Source data

------------------------------------------------------------

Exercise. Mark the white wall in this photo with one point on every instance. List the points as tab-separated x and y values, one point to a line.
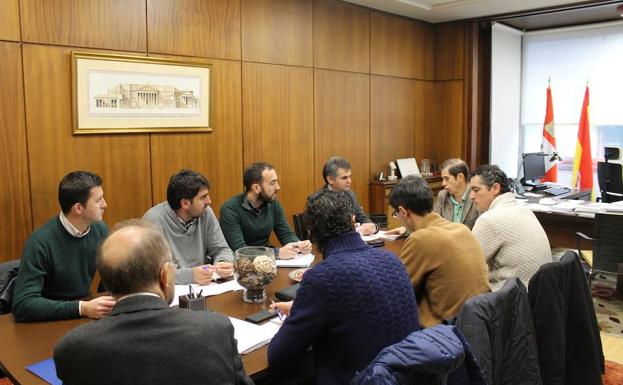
505	97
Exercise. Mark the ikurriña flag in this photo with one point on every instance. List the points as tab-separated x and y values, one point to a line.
548	143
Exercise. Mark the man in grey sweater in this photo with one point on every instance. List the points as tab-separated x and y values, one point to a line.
192	230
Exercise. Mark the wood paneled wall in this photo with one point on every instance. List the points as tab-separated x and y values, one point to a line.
294	82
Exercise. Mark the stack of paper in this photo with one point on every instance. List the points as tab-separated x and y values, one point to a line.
206	290
300	260
251	337
539	208
380	236
566	206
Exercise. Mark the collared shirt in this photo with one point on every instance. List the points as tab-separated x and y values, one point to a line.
248	205
458	207
188	224
71	229
137	294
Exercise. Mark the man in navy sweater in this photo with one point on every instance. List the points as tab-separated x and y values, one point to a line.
350	306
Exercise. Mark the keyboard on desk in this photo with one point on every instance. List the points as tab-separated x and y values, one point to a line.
557	190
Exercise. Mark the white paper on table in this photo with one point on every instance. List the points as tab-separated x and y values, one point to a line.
408	166
206	290
300	260
539	208
380	236
251	337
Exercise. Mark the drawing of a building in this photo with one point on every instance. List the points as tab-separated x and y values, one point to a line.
146	96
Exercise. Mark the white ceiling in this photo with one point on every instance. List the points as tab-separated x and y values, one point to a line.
436	11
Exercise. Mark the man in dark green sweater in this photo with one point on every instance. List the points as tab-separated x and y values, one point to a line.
58	263
248	219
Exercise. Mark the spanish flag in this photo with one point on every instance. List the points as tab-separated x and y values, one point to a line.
548	144
582	176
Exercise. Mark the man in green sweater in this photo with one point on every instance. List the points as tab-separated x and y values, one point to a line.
58	262
248	219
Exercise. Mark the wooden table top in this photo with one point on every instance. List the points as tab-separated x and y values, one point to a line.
23	344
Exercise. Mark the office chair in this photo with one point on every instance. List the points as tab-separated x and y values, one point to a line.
299	227
607	242
610	183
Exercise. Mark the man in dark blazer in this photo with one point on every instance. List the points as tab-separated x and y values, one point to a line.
453	202
143	341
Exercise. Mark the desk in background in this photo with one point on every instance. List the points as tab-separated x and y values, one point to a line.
561	227
379	197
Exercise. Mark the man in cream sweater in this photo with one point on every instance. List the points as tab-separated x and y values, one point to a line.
512	239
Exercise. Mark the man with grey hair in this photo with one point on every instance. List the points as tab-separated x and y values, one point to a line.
144	340
453	201
337	177
512	238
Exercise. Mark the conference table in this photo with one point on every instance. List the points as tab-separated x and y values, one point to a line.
23	344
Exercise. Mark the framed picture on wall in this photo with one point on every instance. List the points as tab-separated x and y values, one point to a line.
135	94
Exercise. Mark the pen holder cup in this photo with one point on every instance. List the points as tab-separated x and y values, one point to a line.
198	304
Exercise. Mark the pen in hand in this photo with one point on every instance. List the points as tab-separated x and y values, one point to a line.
277	311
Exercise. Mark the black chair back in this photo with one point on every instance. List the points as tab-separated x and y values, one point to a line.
8	275
608	242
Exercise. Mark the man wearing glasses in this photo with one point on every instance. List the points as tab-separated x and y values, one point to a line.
443	259
143	340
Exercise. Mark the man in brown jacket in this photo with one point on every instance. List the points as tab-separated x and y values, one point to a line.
444	260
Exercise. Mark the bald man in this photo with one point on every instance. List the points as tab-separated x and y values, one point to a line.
143	340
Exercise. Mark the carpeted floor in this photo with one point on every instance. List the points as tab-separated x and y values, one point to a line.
614	374
608	305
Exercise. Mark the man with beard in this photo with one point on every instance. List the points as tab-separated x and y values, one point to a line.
58	263
337	177
192	230
248	219
143	341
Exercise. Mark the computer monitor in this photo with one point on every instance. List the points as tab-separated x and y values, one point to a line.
533	166
610	178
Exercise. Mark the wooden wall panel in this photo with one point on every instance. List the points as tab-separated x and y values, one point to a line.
392	121
341	36
395	45
277	127
277	31
121	160
9	20
217	155
425	132
342	125
206	28
424	51
449	51
108	24
16	219
449	119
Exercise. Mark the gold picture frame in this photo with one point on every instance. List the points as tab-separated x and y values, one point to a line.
137	94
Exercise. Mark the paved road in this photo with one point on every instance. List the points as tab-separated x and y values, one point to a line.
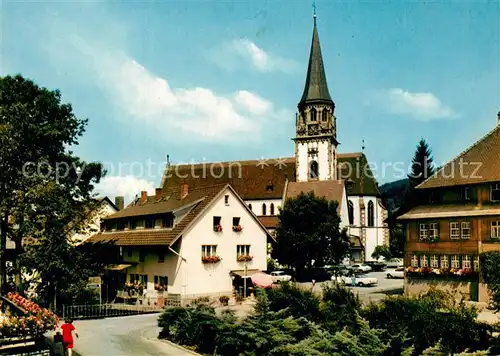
371	293
122	336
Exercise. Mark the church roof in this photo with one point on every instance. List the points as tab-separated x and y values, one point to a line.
316	88
330	189
265	179
480	163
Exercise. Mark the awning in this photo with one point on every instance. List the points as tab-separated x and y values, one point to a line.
117	267
241	273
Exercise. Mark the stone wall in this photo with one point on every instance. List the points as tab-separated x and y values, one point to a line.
461	289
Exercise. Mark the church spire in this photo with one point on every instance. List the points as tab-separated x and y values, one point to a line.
316	88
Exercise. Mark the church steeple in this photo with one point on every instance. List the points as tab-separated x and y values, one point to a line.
316	133
316	88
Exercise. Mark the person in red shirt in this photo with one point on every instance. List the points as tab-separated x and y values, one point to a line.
67	330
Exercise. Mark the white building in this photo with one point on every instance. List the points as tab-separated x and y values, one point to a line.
263	183
190	242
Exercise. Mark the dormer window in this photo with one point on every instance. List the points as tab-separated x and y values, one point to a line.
466	193
313	114
495	192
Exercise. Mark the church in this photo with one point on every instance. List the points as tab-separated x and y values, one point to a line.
208	226
316	166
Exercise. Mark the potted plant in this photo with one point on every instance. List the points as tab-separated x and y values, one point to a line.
210	259
244	258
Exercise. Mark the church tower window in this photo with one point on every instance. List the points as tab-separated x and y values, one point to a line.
350	208
324	115
313	114
371	216
313	170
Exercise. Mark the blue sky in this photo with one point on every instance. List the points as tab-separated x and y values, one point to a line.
220	80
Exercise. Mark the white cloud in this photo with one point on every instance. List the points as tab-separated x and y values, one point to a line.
421	106
234	54
196	111
127	186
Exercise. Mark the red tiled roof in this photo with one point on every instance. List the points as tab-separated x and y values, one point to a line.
270	222
331	190
480	163
159	236
265	179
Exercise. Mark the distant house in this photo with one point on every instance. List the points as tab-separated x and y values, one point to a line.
187	242
457	218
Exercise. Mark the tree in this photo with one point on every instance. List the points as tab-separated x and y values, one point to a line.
382	251
45	191
309	230
422	164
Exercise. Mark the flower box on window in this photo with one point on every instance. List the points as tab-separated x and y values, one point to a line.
453	273
159	288
210	259
244	258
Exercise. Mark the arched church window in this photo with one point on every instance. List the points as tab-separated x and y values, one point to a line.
313	169
350	209
371	216
313	114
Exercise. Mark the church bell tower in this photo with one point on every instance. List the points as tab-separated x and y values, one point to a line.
316	136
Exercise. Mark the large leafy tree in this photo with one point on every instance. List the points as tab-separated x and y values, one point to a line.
309	231
45	190
422	166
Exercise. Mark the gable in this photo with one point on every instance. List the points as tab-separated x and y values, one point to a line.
265	179
480	163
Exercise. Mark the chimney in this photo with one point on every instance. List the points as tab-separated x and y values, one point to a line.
184	190
120	202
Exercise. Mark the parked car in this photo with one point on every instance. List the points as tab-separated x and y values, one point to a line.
376	266
397	273
361	267
360	281
280	276
394	263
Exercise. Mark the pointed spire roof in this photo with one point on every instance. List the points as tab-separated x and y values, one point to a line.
316	88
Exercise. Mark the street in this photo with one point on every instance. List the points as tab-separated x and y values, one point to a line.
368	294
122	336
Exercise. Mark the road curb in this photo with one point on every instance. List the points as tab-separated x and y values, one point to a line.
179	347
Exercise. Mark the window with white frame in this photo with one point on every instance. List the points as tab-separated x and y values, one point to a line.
424	231
495	229
208	250
465	229
444	262
434	261
466	262
433	230
242	250
414	261
495	191
454	230
423	261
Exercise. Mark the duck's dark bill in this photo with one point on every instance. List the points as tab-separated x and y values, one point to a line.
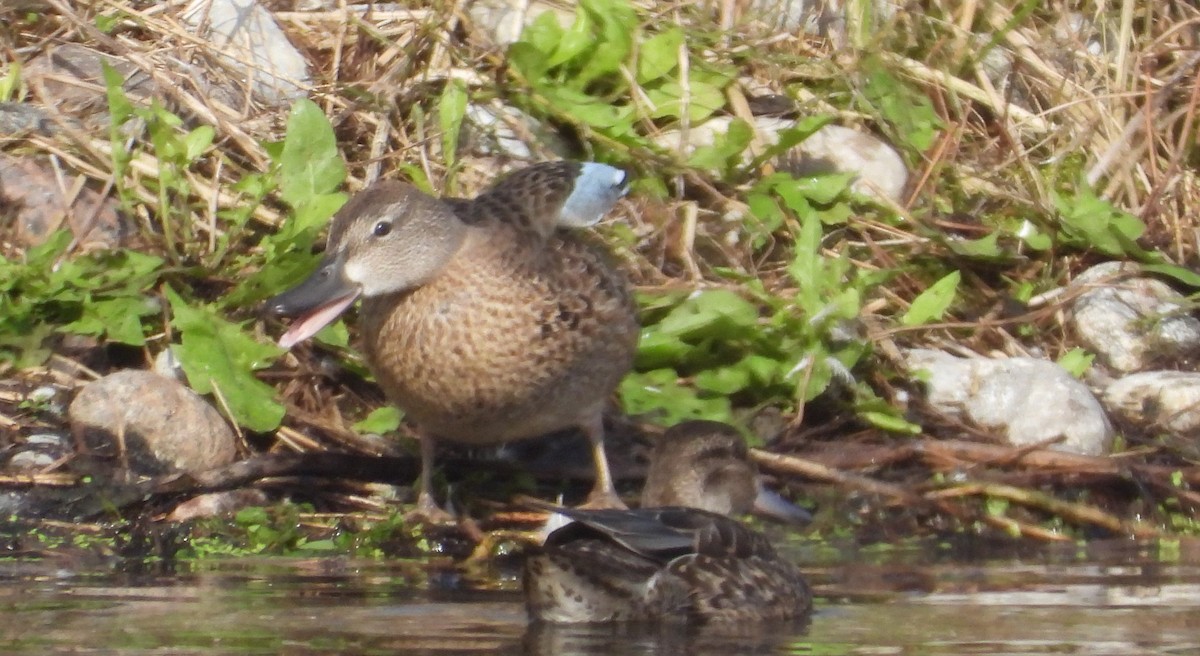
771	505
316	302
311	324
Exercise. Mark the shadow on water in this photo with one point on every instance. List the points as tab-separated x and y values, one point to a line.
1120	600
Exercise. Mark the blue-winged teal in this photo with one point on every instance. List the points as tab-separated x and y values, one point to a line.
671	564
486	320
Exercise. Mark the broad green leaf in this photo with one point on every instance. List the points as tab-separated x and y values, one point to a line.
703	101
660	395
451	109
381	421
891	422
1092	222
1077	361
709	313
197	142
931	304
987	247
912	115
310	163
726	151
217	354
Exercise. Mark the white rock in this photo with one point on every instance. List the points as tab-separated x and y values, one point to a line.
1024	401
505	131
249	40
880	170
503	20
879	167
1157	401
1131	322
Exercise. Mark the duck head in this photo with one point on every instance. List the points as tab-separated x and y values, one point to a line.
706	464
390	238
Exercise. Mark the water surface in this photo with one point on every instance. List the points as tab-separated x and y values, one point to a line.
1117	599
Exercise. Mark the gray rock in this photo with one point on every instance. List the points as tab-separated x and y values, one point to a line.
166	426
35	452
879	169
1131	322
505	131
37	205
1157	401
1021	399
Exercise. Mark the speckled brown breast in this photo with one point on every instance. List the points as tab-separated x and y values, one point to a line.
515	338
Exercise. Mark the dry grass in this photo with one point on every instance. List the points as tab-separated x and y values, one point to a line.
1031	102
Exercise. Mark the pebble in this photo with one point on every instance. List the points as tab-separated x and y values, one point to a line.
1021	399
1131	322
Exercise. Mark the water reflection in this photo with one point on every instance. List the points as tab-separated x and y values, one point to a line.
1125	602
543	639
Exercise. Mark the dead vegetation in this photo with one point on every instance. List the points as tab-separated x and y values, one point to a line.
1030	101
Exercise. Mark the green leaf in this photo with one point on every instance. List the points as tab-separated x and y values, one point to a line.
381	421
985	248
451	109
726	151
1077	361
197	142
931	304
310	164
220	355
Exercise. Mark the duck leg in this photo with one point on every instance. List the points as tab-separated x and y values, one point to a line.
427	510
604	494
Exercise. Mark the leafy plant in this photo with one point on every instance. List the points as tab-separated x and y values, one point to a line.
702	353
1087	221
100	295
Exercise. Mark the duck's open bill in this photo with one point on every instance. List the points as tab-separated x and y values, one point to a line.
316	302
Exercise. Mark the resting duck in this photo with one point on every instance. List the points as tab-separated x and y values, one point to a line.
485	320
672	563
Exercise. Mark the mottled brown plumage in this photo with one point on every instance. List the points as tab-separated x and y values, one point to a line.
670	564
485	320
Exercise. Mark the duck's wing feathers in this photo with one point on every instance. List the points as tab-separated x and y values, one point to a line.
665	533
636	530
546	196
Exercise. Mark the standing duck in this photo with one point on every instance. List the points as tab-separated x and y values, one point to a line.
685	561
485	320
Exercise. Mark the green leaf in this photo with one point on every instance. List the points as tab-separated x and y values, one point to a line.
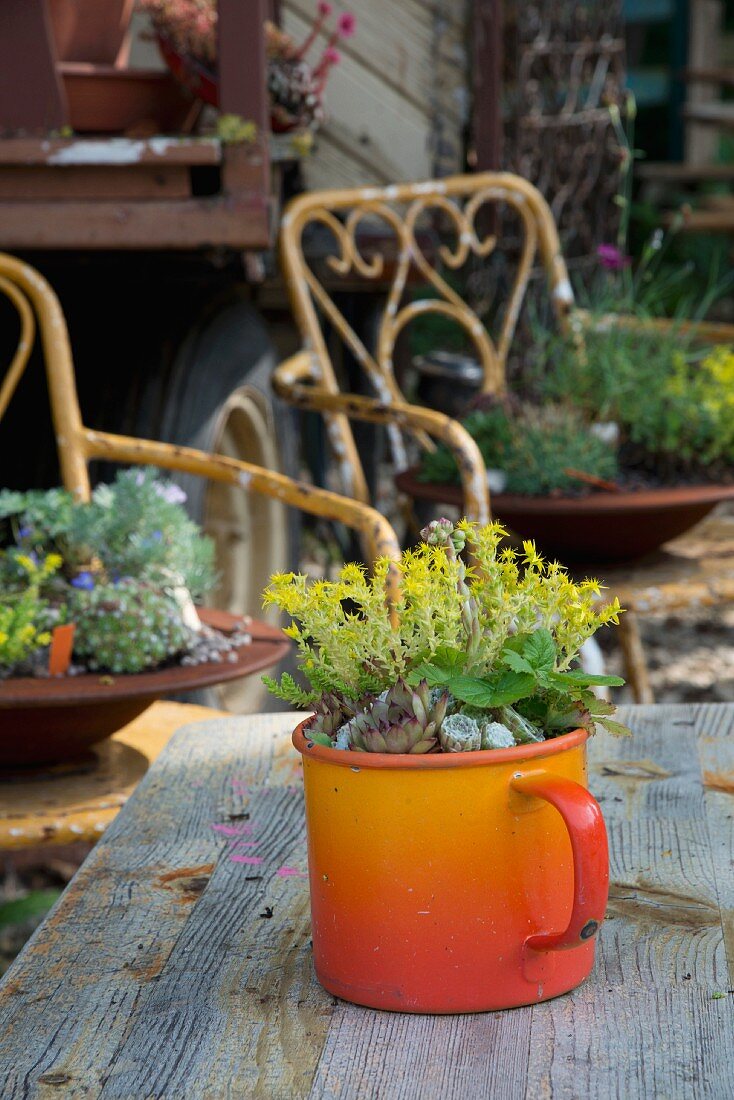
485	693
472	690
510	686
446	662
578	678
540	650
448	657
320	739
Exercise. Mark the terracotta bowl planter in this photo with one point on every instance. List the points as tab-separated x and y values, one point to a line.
453	882
103	99
603	528
91	30
51	721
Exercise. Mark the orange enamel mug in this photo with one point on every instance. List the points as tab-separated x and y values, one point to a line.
453	882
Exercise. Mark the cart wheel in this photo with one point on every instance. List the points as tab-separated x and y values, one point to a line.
218	398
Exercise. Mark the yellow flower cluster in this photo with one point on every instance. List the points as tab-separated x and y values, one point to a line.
19	631
349	642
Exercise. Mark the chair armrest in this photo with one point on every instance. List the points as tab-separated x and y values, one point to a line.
288	384
380	537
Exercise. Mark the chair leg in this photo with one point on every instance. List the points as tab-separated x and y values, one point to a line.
592	660
635	666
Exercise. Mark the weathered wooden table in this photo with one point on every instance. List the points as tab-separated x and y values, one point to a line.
177	961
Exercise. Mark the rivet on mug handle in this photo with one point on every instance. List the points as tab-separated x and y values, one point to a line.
588	834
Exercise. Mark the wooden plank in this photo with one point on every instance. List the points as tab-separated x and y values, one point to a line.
160	972
220	1000
411	1057
95	183
109	152
704	37
184	223
716	759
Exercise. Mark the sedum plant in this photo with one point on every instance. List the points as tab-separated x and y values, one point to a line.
490	651
535	448
23	614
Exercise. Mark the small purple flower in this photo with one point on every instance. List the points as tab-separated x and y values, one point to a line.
171	493
612	259
84	580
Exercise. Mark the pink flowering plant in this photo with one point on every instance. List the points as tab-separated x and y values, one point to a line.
295	85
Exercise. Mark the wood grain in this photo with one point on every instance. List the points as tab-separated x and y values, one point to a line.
172	969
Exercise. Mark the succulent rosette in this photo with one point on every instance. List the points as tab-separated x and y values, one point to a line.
468	658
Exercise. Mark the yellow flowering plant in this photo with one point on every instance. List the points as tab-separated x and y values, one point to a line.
20	630
468	657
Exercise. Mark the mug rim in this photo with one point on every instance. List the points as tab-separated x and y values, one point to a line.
430	761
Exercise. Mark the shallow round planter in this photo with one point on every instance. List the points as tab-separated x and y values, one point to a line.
600	527
105	99
44	721
453	882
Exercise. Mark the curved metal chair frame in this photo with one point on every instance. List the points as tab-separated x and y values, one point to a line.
308	378
78	444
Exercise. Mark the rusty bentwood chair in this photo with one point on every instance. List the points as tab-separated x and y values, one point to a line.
75	806
683	576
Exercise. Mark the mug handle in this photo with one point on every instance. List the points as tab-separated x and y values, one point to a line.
591	870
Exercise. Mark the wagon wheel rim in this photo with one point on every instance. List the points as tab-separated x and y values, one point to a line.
250	530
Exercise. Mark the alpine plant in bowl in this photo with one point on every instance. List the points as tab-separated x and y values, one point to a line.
471	657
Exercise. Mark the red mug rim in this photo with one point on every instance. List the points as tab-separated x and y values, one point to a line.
435	760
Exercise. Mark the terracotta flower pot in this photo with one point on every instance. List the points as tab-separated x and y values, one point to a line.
91	30
45	721
453	882
599	528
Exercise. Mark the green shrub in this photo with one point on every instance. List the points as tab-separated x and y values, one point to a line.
533	446
672	402
126	627
133	527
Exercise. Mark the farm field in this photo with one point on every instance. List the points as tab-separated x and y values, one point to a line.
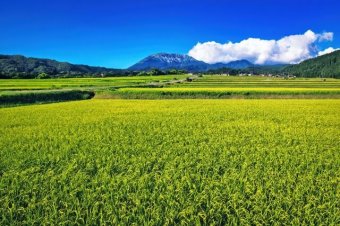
155	162
219	93
216	81
81	83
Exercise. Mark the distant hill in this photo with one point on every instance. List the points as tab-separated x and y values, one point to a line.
167	61
20	66
323	66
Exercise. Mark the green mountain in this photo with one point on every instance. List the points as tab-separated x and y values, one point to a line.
17	66
323	66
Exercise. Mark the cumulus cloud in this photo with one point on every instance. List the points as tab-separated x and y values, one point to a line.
326	51
289	49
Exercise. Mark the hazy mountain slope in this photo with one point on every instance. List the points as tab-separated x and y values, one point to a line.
14	65
323	66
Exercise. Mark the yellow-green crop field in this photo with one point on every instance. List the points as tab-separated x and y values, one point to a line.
81	83
188	92
169	162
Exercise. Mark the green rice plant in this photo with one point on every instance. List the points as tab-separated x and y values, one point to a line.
173	93
171	162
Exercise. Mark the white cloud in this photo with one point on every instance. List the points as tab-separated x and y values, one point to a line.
289	49
326	51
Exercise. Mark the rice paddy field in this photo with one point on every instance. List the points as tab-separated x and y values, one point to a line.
160	162
182	160
217	81
82	83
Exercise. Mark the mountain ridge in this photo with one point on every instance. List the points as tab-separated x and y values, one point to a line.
327	65
167	61
30	66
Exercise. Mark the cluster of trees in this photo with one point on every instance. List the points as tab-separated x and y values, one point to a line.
326	66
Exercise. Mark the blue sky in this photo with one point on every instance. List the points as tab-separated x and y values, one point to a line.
119	33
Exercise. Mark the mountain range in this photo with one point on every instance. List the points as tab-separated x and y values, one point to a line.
28	67
167	61
17	66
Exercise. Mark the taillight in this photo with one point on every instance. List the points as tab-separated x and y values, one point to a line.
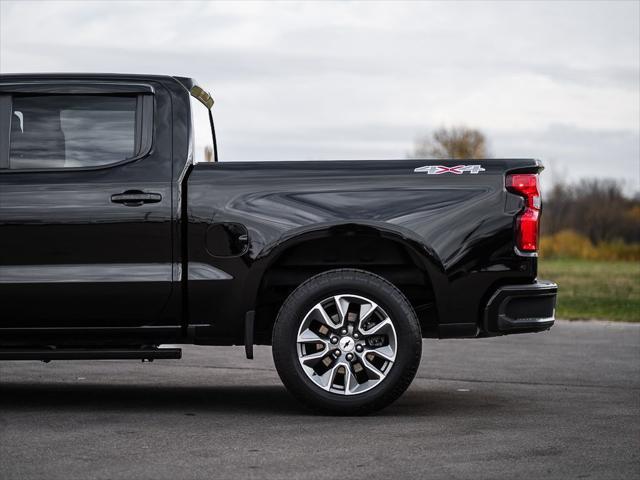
528	222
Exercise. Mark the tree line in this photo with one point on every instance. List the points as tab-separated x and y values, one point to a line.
598	209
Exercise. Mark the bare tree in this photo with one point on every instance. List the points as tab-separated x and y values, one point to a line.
596	208
455	143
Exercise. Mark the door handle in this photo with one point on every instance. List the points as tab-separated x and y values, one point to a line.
135	198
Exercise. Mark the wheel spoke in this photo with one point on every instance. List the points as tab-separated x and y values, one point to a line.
326	380
366	309
314	356
375	329
326	319
385	352
372	368
350	381
342	305
309	336
318	328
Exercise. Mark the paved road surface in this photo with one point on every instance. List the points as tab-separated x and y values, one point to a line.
563	404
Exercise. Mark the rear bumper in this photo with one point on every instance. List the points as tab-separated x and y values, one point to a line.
521	308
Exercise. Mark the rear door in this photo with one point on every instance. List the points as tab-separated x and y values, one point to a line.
85	205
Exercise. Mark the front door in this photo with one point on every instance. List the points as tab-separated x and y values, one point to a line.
85	206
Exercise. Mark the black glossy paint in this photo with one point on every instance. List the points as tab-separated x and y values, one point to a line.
194	262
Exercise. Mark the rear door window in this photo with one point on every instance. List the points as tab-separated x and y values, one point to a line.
71	131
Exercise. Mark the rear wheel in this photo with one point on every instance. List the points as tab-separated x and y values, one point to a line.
347	342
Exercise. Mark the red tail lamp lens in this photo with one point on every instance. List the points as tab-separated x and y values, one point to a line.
528	222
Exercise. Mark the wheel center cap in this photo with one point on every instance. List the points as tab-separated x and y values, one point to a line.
347	344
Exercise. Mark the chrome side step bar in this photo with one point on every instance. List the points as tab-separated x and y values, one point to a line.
48	354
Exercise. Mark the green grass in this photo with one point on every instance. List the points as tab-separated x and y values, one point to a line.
595	289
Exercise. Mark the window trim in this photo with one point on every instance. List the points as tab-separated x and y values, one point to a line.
6	103
145	117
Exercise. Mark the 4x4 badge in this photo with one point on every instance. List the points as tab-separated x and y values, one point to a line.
457	170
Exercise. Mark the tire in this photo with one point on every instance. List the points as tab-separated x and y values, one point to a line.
372	316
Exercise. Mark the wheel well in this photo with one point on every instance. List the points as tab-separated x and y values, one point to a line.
350	249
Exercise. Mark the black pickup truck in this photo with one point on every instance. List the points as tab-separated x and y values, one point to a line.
115	240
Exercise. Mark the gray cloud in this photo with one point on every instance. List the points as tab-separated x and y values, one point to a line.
556	80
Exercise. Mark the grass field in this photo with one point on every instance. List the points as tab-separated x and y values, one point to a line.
595	289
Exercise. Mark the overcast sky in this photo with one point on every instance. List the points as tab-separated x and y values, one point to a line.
558	81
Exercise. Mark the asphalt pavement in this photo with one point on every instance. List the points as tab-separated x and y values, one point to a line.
561	404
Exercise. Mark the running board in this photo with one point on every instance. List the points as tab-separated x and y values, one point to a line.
47	354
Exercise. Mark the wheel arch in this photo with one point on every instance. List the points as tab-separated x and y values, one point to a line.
399	256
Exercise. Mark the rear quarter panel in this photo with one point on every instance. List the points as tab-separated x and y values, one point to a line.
461	225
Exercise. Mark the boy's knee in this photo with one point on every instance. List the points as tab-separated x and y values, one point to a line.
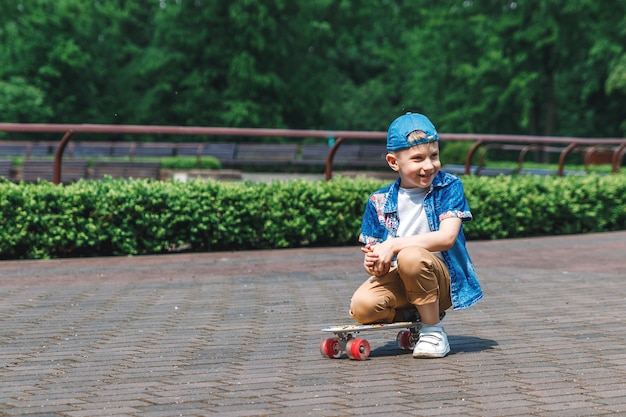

------------------------------------------------------------

Aim of the exercise. Retype only the lines above from the one with "Exercise. Mark the wheel arch" through the last, both ends included, keeping every picture out of the copy.

Task solution.
Exercise. Mark the wheel arch in this photo with one point on every instance. List the points as tab-separated x and y values, one point to a line.
399	256
Exercise. Mark the rear quarter panel in this photo with one point on every instance. List the points as tab-separated x and y values, one point to a line.
461	225
Exercise. Mark the boy's knee in this photo with one point on every instance. List the points as tab-separated x and y values, one point to a line.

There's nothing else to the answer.